──────── Data to examine ────────
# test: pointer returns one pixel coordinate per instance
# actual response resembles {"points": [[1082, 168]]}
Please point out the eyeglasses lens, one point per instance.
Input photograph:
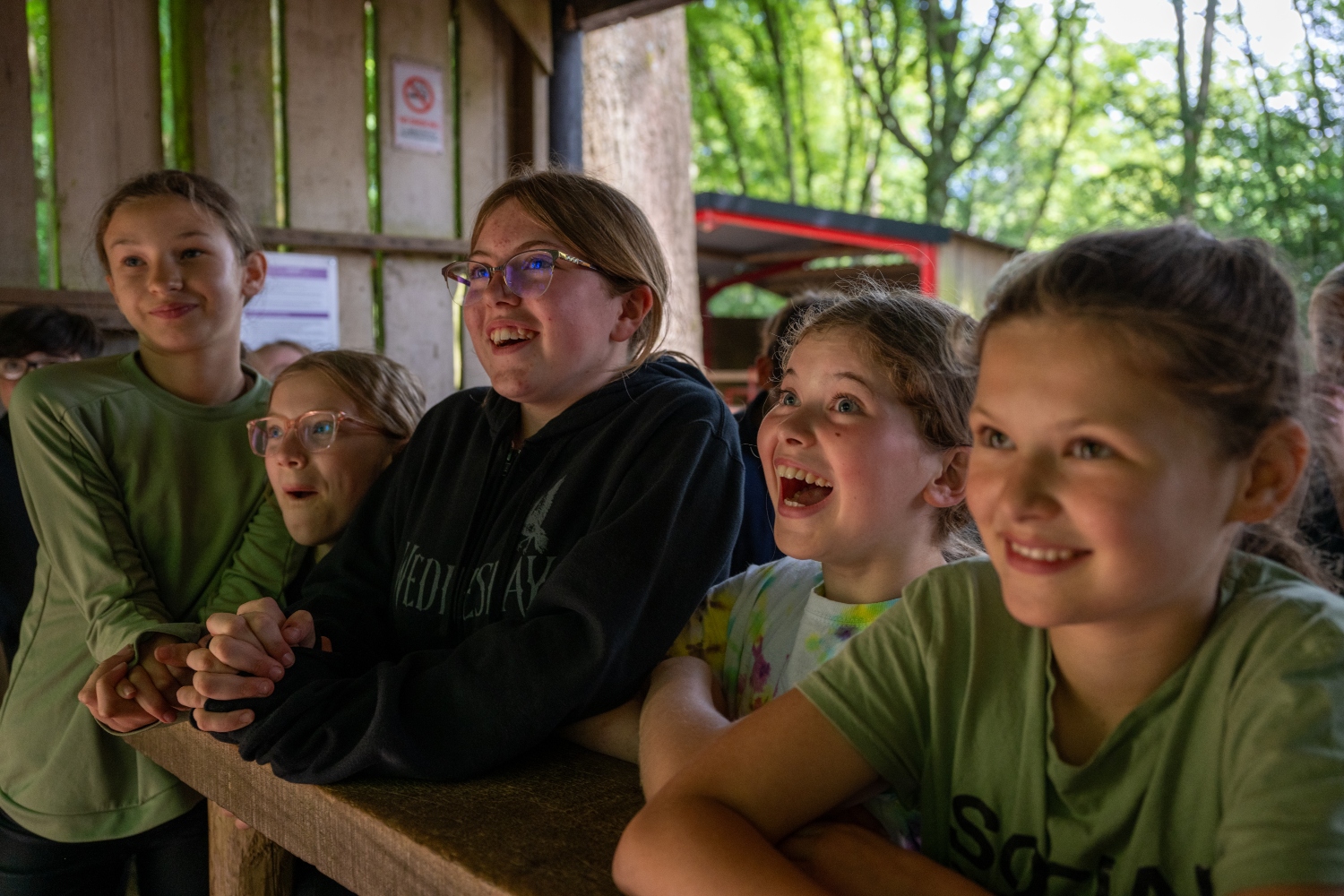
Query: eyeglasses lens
{"points": [[529, 276], [317, 432]]}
────────
> _The task_: Look through the entries and return each line that has the word "instance" in it.

> _Answer to this problem_:
# test: pointer returns one pixel coordinate per instance
Please point out the eyeglasses lens, one point per instance.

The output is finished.